While his people suffer through grinding poverty, Venezuela’s socialist dictator Nicolás Maduro is spending vast sums on printing huge piles of rapidly-depreciating paper currency.
After printing over 70 tons of paper money this year, the Bank of Venezuela is preparing to reissue its highest-denomination bill ever, the 100,000-bolivar note – a bill worth only about 22 cents if converted to U.S. currency.
The bolivar – technically the Bolivar Soberano, or “Sovereign Bolivar,” the latest iteration of a currency used in Venezuela since a few years after the 1783 death of its namesake, the nation’s godfather Simón Bolívar – was a fairly stable currency until the 1980s, backed by Venezuela’s immense petroleum resources.
Under Maduro and his mentor Hugo Chávez, Venezuela’s oil wealth vanished so quickly, and its currency depreciated so rapidly, that several new versions of the bolivar have been introduced, each worth a tiny fraction of the currency it replaced. There was a time when the value of a bolivar was not that far from the value of a U.S. dollar, but today a dollar is worth hundreds of thousands of bolivars.
Hyperinflation means Maduro must keep printing huge piles of paper money, with increasingly absurd denominations, to have a meaningful currency for Venezuelans to spend. Venezuela imports tons of paper for its printing presses – 71 tons from Italy plus 300 million banknotes from Russia in 2020 alone.
Ironically, the Italian paper company is owned by Bain Capital, the investment firm that was demonized by American socialists during the 2012 presidential election as the locus of capitalist evil in the world. The Russian supplier was brought in after Venezuela stopped paying its bills to leading paper supplier De La Rue.

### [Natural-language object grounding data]
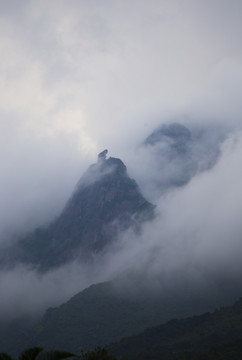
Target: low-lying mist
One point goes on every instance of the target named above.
(193, 243)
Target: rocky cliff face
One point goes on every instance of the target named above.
(105, 202)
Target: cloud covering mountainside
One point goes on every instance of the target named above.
(79, 77)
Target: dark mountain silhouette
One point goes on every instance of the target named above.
(180, 152)
(106, 201)
(208, 336)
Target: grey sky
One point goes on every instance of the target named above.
(81, 76)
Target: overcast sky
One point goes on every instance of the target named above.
(79, 76)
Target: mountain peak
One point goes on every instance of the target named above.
(105, 202)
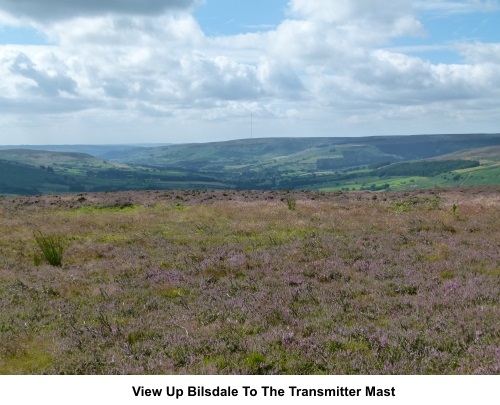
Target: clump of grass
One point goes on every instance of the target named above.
(52, 247)
(291, 203)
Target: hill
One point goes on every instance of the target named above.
(328, 164)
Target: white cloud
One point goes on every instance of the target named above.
(50, 10)
(325, 69)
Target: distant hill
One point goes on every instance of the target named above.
(328, 164)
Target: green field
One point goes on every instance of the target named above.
(327, 164)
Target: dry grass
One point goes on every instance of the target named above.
(236, 282)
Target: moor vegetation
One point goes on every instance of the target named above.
(274, 282)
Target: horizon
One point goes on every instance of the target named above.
(159, 144)
(197, 71)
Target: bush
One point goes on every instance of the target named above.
(52, 247)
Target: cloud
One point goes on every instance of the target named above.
(51, 10)
(328, 67)
(46, 82)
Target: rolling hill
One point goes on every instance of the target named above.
(327, 164)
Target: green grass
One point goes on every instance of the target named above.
(52, 247)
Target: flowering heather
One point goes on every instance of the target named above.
(227, 282)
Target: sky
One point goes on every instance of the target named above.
(170, 71)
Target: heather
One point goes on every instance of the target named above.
(226, 282)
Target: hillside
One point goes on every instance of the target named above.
(327, 164)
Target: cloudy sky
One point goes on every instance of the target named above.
(160, 71)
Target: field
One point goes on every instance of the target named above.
(374, 163)
(252, 282)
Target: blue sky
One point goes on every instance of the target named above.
(194, 71)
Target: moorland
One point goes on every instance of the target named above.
(251, 282)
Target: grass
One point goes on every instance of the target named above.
(52, 247)
(239, 283)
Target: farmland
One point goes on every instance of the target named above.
(252, 282)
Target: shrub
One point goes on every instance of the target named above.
(52, 247)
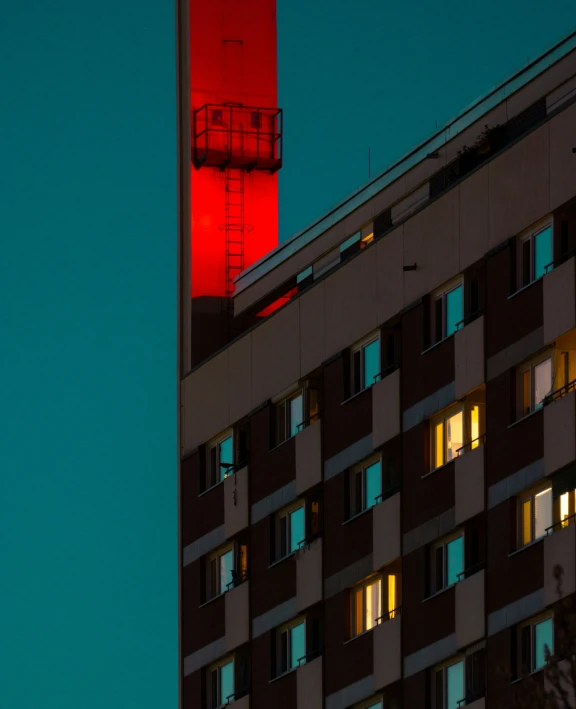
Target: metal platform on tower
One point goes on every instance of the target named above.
(239, 137)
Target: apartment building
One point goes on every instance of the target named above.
(378, 470)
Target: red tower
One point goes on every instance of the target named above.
(236, 140)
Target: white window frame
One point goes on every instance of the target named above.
(361, 468)
(215, 444)
(286, 630)
(360, 347)
(217, 667)
(354, 632)
(441, 294)
(530, 235)
(530, 495)
(530, 366)
(286, 514)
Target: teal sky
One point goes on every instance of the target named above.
(87, 291)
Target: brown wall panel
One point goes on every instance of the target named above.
(343, 544)
(200, 514)
(270, 469)
(344, 424)
(280, 694)
(423, 623)
(345, 662)
(509, 319)
(204, 624)
(423, 498)
(270, 585)
(423, 374)
(510, 577)
(509, 448)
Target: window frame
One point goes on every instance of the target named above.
(532, 623)
(362, 586)
(530, 496)
(529, 366)
(217, 667)
(530, 236)
(286, 513)
(360, 347)
(441, 294)
(361, 468)
(286, 629)
(213, 476)
(443, 544)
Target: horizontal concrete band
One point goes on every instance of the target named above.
(429, 531)
(351, 694)
(430, 655)
(203, 545)
(516, 612)
(204, 656)
(514, 354)
(274, 502)
(342, 580)
(428, 406)
(515, 483)
(348, 457)
(274, 617)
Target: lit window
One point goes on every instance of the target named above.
(365, 364)
(536, 640)
(448, 311)
(291, 648)
(535, 515)
(535, 384)
(447, 563)
(365, 487)
(220, 459)
(220, 684)
(366, 606)
(291, 531)
(536, 254)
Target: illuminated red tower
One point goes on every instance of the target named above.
(236, 143)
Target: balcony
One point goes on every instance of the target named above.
(469, 357)
(386, 409)
(559, 300)
(387, 638)
(386, 531)
(309, 685)
(469, 483)
(237, 616)
(469, 604)
(559, 549)
(236, 502)
(309, 574)
(308, 444)
(240, 137)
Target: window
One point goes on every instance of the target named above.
(291, 649)
(220, 463)
(365, 364)
(449, 686)
(365, 487)
(290, 531)
(536, 640)
(456, 430)
(220, 683)
(535, 516)
(447, 563)
(534, 384)
(447, 310)
(366, 606)
(217, 119)
(535, 254)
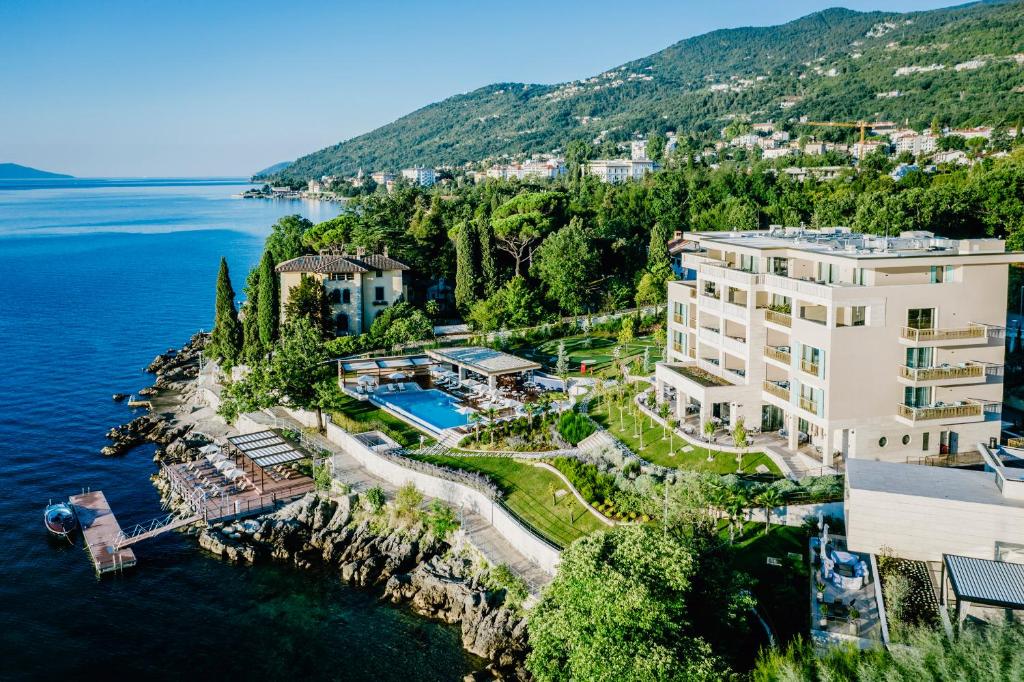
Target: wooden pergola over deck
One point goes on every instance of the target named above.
(263, 450)
(997, 584)
(485, 361)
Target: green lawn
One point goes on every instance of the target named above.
(363, 415)
(598, 355)
(781, 591)
(655, 446)
(526, 491)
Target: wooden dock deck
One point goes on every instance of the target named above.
(100, 528)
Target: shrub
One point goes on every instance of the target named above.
(375, 498)
(574, 427)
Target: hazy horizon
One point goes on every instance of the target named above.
(185, 90)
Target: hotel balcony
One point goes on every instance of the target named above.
(778, 353)
(965, 373)
(776, 317)
(776, 389)
(964, 411)
(952, 336)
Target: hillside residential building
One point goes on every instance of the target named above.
(549, 169)
(914, 143)
(357, 286)
(869, 347)
(420, 175)
(619, 170)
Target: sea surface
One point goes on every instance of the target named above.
(96, 278)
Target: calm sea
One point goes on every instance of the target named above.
(95, 279)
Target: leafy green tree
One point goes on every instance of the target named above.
(617, 610)
(400, 324)
(225, 339)
(285, 241)
(307, 300)
(267, 303)
(565, 263)
(299, 368)
(523, 220)
(655, 146)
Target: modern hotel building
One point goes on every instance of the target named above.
(870, 347)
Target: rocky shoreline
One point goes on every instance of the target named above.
(176, 371)
(438, 580)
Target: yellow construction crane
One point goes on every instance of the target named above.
(863, 125)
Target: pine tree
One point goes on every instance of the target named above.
(266, 313)
(465, 273)
(225, 340)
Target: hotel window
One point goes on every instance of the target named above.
(919, 357)
(941, 273)
(921, 317)
(827, 272)
(918, 397)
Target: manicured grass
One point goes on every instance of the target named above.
(527, 493)
(781, 591)
(351, 413)
(598, 356)
(655, 446)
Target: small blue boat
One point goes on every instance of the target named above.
(60, 519)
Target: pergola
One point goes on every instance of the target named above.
(985, 582)
(263, 450)
(485, 361)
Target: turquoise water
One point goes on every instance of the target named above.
(97, 278)
(436, 409)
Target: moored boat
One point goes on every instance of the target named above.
(59, 518)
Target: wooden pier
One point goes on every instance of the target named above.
(101, 530)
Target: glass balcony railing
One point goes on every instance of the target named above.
(952, 334)
(964, 371)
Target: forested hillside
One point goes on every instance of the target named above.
(964, 66)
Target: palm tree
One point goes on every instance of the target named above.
(709, 430)
(492, 415)
(769, 499)
(664, 411)
(735, 508)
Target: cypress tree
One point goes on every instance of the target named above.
(465, 273)
(267, 310)
(225, 340)
(488, 268)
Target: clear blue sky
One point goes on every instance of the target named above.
(226, 88)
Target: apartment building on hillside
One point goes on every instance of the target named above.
(357, 286)
(864, 346)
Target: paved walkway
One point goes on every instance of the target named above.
(478, 530)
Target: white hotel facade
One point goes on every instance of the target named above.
(867, 347)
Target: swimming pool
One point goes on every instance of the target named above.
(431, 408)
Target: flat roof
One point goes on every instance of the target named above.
(266, 449)
(924, 481)
(483, 360)
(985, 581)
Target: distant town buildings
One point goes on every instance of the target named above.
(424, 177)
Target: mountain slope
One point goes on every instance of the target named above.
(17, 172)
(834, 65)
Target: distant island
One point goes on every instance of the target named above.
(17, 172)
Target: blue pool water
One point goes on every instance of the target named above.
(436, 409)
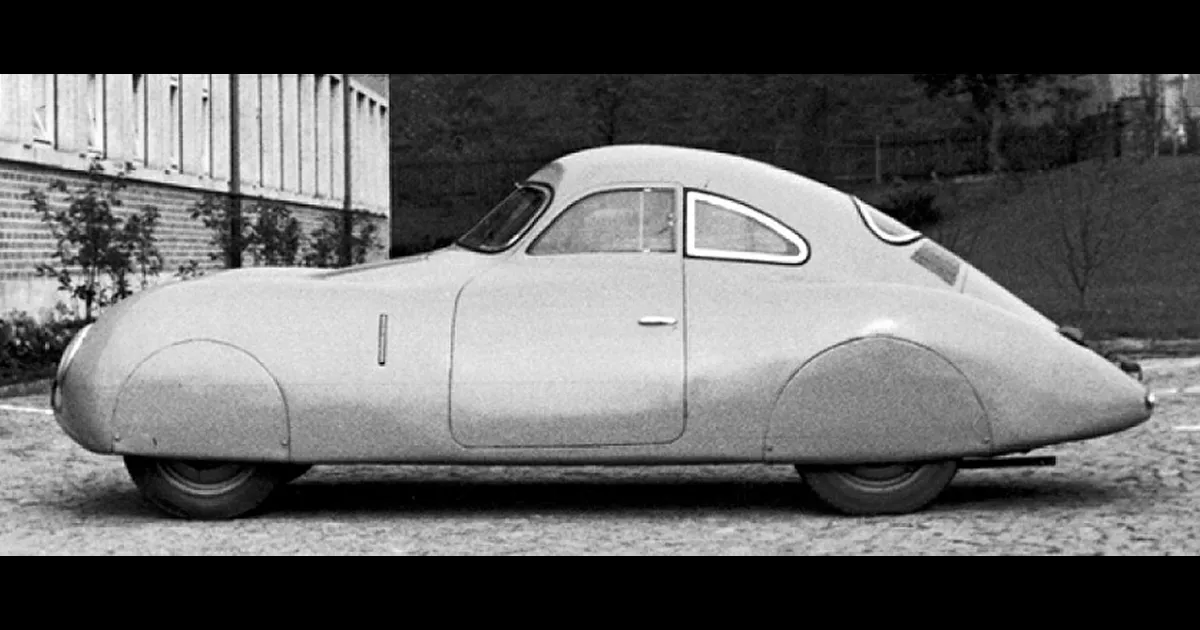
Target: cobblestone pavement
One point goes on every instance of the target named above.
(1135, 493)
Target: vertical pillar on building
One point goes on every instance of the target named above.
(348, 172)
(234, 205)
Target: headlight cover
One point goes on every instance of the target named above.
(69, 354)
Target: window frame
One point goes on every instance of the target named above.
(675, 189)
(97, 124)
(759, 216)
(175, 123)
(45, 132)
(546, 204)
(865, 213)
(138, 89)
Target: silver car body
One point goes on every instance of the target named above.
(870, 345)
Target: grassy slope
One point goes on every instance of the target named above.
(1152, 286)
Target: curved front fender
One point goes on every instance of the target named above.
(202, 400)
(877, 400)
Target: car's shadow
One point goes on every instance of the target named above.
(597, 496)
(604, 497)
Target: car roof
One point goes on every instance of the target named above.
(783, 195)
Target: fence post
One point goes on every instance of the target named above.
(879, 159)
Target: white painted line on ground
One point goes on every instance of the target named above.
(25, 409)
(1155, 365)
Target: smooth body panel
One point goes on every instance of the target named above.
(503, 358)
(574, 351)
(199, 397)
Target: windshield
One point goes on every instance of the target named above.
(508, 222)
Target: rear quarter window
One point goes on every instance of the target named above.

### [Try it]
In the article on Venezuela's paper currency, what is the 100,000-bolivar note worth when converted to U.S. currency?

### [Task output]
About 22 cents.